[start Text passage]
9
Feb
2011
My Year in Lists: Interlude
Talking About Talking Heads
Jordan
My Year in Lists chronicles one blogger's quest to understand why music matters to us and what makes it a lasting aspect of our existence. To facilitate this examination, three music fans have contributed a list of 52 essential albums. Each week this year, one album off of each list will be analyzed in an attempt to understand why some music sticks with us and what it means for our lives.

My Year in Lists: Interlude is an intermittent addendum to the feature that takes a step back from the quest to examine music from other perspectives.
[end Text passage]
-- Challenges --
1 – In the My Year in Lists passage, copy the text from "My Year in Lists: Interlude is" to "from other perspectives.".
2 – According to the My Year in Lists passage, are these statements true? For each, answer yes or no and quote the words that decide it.
(a) Three music fans contributed a list of 52 essential albums.
(b) One album off of each list is analyzed each month.
(c) My Year in Lists: Interlude appears at regular weekly intervals.
[start Given records]
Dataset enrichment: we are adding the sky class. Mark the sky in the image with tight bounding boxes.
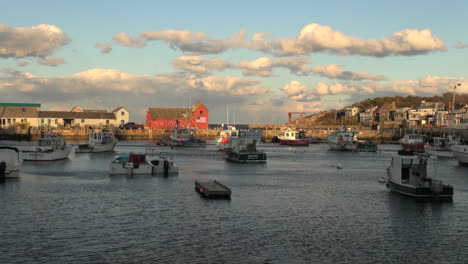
[0,0,468,124]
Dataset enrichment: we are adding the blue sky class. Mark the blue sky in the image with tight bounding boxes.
[0,0,468,123]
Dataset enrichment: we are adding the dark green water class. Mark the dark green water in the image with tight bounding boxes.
[0,142,468,263]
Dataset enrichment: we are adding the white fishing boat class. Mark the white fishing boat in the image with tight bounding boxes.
[75,131,118,153]
[216,126,239,151]
[387,150,453,200]
[110,149,179,176]
[398,134,427,152]
[163,127,206,147]
[227,130,267,163]
[0,147,23,178]
[326,129,359,151]
[451,145,468,165]
[424,136,460,158]
[18,132,73,161]
[278,128,310,146]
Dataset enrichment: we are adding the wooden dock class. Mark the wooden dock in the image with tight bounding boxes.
[195,181,231,199]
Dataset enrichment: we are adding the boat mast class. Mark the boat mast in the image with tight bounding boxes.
[449,83,461,130]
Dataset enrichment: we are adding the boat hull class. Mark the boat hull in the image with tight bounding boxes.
[75,144,116,153]
[453,151,468,165]
[23,146,73,161]
[401,143,424,152]
[110,163,179,176]
[327,141,356,151]
[424,148,454,158]
[227,151,266,163]
[279,139,310,146]
[387,177,453,200]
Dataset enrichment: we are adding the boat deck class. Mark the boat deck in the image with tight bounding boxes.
[195,181,231,199]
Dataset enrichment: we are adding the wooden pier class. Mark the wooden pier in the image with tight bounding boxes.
[195,181,231,199]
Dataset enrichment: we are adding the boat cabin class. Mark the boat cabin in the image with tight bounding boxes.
[389,151,436,186]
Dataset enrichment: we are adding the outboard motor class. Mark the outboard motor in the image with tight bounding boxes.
[431,180,444,194]
[164,160,169,177]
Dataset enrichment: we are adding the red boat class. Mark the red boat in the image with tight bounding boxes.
[398,134,426,152]
[278,129,310,146]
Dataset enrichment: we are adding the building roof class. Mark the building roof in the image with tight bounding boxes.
[0,103,41,107]
[39,111,115,119]
[112,106,127,113]
[148,108,193,119]
[0,105,38,118]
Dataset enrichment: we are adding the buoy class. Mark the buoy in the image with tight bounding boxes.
[164,160,169,177]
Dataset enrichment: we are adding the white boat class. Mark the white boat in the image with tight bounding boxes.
[278,128,310,146]
[163,127,206,147]
[0,147,23,178]
[424,136,460,158]
[398,134,427,152]
[451,145,468,165]
[110,149,179,176]
[326,129,359,150]
[227,130,266,163]
[20,133,73,161]
[75,131,118,153]
[216,126,239,151]
[387,150,453,200]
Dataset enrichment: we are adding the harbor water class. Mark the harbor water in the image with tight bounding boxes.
[0,141,468,264]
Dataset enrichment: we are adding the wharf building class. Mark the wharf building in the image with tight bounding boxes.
[0,103,130,128]
[146,102,209,129]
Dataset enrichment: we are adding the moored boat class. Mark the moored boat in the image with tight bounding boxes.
[451,145,468,165]
[216,126,239,151]
[424,136,460,158]
[0,147,23,178]
[163,127,206,147]
[398,134,427,152]
[387,150,453,200]
[278,128,310,146]
[227,131,267,163]
[326,129,359,151]
[110,149,179,176]
[18,132,73,161]
[75,131,117,153]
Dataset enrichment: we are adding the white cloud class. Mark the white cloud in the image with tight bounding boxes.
[0,24,71,58]
[172,56,233,75]
[280,81,315,102]
[37,58,66,67]
[95,42,112,54]
[312,64,386,81]
[456,41,468,49]
[114,23,446,57]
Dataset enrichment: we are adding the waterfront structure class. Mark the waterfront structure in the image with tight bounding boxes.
[0,103,41,128]
[345,106,359,117]
[0,103,130,128]
[146,102,209,129]
[387,150,453,200]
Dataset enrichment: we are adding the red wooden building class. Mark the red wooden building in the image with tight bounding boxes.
[146,102,209,129]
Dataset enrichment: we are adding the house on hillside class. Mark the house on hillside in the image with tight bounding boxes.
[375,102,397,122]
[359,106,377,123]
[393,107,411,122]
[146,102,209,129]
[0,103,41,128]
[345,106,359,117]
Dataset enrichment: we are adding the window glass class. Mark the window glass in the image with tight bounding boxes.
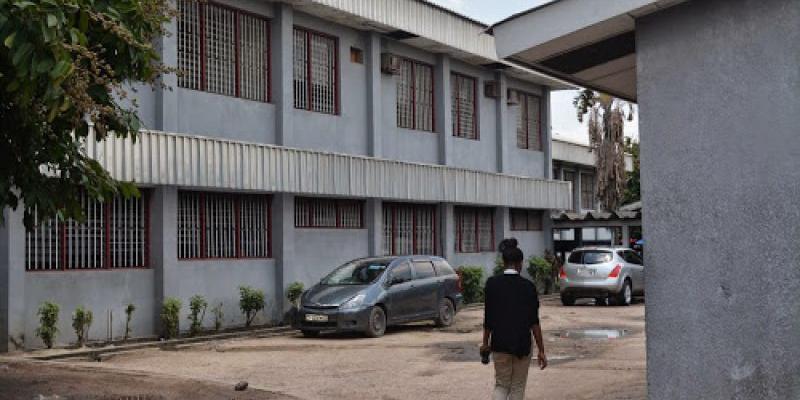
[392,262,412,283]
[322,258,392,286]
[414,261,436,279]
[433,260,456,276]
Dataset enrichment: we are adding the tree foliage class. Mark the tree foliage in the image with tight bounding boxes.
[0,0,172,226]
[623,138,642,204]
[573,89,633,210]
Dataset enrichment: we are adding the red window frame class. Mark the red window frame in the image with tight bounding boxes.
[176,190,272,261]
[396,57,436,132]
[509,208,544,232]
[25,189,150,272]
[450,72,481,140]
[292,25,341,115]
[517,91,544,151]
[177,0,272,103]
[383,203,439,255]
[453,207,495,253]
[294,197,364,229]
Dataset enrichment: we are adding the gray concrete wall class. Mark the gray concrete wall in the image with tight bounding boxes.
[636,0,800,400]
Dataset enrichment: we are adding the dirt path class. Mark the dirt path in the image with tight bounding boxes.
[0,300,646,400]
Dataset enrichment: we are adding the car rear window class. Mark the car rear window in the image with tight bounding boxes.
[567,250,614,264]
[414,261,436,279]
[433,260,456,276]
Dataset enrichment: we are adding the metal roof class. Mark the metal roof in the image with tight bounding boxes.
[280,0,575,89]
[489,0,686,101]
[85,131,571,209]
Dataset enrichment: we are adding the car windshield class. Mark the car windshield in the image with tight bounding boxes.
[322,259,392,286]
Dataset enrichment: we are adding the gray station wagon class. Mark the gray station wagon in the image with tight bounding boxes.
[294,256,463,337]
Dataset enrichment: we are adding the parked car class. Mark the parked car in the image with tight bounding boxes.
[295,256,463,337]
[559,247,644,306]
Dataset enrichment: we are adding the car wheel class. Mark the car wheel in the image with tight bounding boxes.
[366,306,386,337]
[436,299,455,328]
[615,279,633,306]
[301,330,319,338]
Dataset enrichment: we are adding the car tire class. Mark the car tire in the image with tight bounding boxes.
[301,329,319,338]
[614,279,633,306]
[365,306,386,337]
[435,299,456,328]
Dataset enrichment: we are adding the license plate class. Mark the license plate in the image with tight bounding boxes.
[306,314,328,322]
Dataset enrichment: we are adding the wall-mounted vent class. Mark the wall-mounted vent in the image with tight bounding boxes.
[506,89,519,105]
[483,81,500,99]
[381,53,401,75]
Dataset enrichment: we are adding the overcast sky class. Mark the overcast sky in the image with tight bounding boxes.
[430,0,639,143]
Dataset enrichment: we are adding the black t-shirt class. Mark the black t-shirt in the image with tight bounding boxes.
[484,274,539,357]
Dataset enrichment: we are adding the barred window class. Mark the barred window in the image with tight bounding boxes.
[397,59,433,132]
[25,191,149,271]
[510,209,542,231]
[454,207,494,253]
[383,203,436,255]
[294,197,364,229]
[450,73,479,140]
[517,93,542,151]
[294,27,339,114]
[581,174,594,210]
[177,192,271,259]
[177,0,270,101]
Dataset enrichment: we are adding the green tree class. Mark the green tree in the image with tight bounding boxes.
[0,0,172,226]
[572,89,633,210]
[622,138,642,204]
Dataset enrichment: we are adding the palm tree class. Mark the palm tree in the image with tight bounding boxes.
[573,89,633,210]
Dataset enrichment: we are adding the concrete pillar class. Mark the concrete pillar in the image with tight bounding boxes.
[270,3,294,146]
[494,72,506,173]
[636,0,800,400]
[541,88,554,179]
[364,32,383,157]
[433,54,453,165]
[272,193,296,313]
[150,186,181,334]
[0,208,25,353]
[437,203,456,260]
[155,1,179,132]
[364,199,383,256]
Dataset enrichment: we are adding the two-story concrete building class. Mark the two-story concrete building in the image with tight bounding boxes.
[0,0,572,350]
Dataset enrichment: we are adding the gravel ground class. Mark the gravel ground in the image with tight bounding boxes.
[0,298,646,400]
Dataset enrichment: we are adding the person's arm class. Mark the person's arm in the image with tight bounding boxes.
[531,324,547,369]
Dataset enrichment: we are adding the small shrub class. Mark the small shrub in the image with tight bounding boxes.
[211,302,225,331]
[72,306,93,347]
[286,282,304,307]
[239,286,266,327]
[161,297,183,339]
[527,256,553,294]
[189,294,208,336]
[457,266,483,303]
[122,303,136,340]
[36,301,59,349]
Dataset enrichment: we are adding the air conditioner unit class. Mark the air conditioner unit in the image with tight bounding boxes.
[381,53,400,75]
[506,89,519,105]
[483,81,500,99]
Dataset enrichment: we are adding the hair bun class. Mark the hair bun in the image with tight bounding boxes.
[498,238,518,253]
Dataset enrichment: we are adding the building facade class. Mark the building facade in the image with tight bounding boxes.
[0,0,571,351]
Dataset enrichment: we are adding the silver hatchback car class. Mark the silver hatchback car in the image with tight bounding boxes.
[558,247,644,306]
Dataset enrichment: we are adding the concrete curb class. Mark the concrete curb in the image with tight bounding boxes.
[27,326,294,361]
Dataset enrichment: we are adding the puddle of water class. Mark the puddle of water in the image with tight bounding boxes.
[556,329,630,340]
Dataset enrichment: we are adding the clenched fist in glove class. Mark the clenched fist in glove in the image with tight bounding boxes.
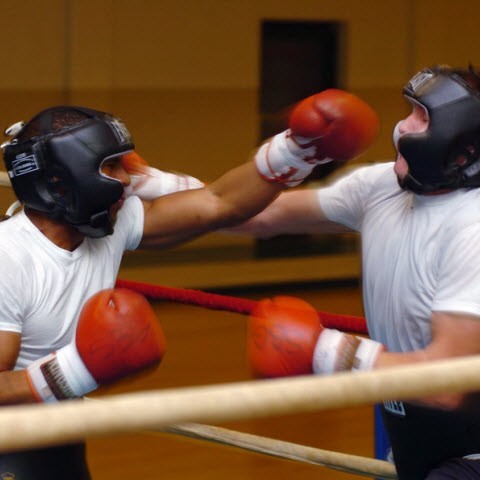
[122,152,205,200]
[247,296,384,378]
[255,89,379,187]
[25,288,165,402]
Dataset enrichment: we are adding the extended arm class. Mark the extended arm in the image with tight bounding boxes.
[141,90,378,247]
[0,331,35,405]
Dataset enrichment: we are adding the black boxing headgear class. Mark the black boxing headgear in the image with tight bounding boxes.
[2,106,134,237]
[397,67,480,193]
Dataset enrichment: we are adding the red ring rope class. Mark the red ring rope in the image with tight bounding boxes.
[116,279,367,334]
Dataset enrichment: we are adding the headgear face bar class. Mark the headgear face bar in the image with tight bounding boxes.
[398,67,480,193]
[2,106,134,237]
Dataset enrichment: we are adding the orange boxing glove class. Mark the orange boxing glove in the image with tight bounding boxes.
[247,296,384,378]
[26,288,165,402]
[289,88,379,162]
[122,152,205,200]
[255,89,379,186]
[247,296,323,377]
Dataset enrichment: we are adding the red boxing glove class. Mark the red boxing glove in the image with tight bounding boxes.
[247,297,384,378]
[122,152,205,200]
[247,296,323,377]
[26,288,165,402]
[255,89,379,186]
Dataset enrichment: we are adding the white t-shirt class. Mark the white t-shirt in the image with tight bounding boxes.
[0,196,144,369]
[318,162,480,352]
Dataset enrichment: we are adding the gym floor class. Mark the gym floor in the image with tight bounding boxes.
[87,281,374,480]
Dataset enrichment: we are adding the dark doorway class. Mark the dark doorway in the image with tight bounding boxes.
[260,20,341,140]
[256,20,352,257]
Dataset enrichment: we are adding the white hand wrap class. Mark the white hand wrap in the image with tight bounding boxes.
[255,130,332,187]
[26,344,98,402]
[312,328,384,375]
[125,167,205,200]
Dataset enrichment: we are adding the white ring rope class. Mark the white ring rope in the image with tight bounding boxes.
[165,423,397,480]
[0,172,12,187]
[0,355,480,451]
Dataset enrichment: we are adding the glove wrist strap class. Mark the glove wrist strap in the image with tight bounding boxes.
[255,130,331,187]
[312,328,385,374]
[26,344,98,403]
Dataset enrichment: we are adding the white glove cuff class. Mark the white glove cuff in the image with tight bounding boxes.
[57,343,98,397]
[26,344,98,402]
[312,328,384,375]
[255,130,316,187]
[125,167,205,200]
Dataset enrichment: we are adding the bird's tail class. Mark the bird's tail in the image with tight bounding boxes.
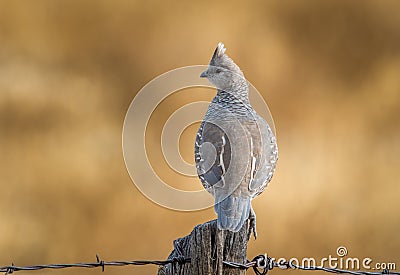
[214,195,251,232]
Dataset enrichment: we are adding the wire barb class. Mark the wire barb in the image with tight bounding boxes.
[0,253,400,275]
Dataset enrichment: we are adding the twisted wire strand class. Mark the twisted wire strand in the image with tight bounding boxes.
[0,254,400,275]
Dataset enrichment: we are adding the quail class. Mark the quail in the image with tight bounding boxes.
[195,42,278,238]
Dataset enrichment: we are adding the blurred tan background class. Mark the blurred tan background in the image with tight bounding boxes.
[0,0,400,274]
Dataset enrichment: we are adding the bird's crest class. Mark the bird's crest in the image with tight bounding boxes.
[210,42,242,75]
[211,42,226,60]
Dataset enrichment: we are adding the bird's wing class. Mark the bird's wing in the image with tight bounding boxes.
[195,121,231,193]
[248,114,278,197]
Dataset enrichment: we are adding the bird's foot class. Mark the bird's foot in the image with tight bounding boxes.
[247,207,257,240]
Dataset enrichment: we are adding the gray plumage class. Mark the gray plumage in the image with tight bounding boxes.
[195,43,278,235]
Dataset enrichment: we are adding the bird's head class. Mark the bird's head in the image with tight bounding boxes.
[200,42,246,92]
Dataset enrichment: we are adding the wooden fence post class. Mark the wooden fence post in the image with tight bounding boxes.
[158,220,248,275]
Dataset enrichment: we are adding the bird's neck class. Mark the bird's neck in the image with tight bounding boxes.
[216,83,250,106]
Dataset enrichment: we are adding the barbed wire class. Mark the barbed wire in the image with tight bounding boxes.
[0,255,400,275]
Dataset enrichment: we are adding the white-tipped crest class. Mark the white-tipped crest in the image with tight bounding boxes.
[215,42,226,57]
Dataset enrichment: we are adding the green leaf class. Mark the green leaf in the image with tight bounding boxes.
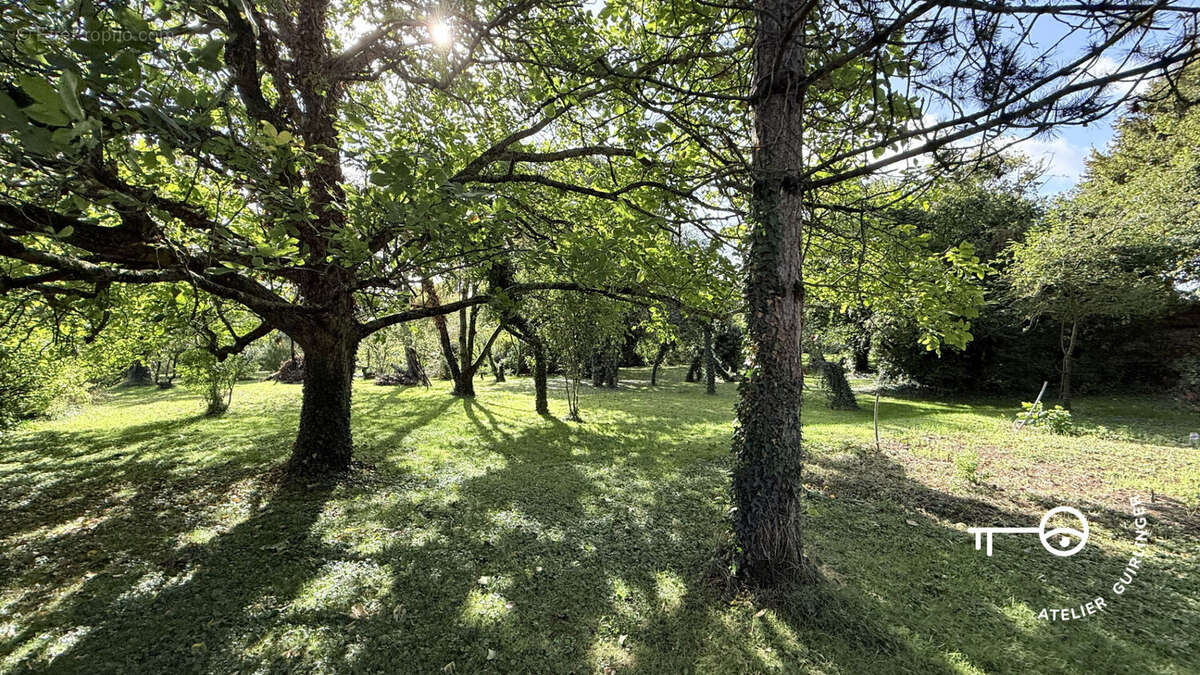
[end Given records]
-- Response list --
1 –
My Year in Lists: Interlude is an intermittent addendum to the feature that takes a step back from the quest to examine music from other perspectives.

2 –
(a) Yes: "three music fans have contributed a list of 52 essential albums"
(b) No: "Each week this year, one album off of each list will be analyzed"
(c) No: "My Year in Lists: Interlude is an intermittent addendum to the feature"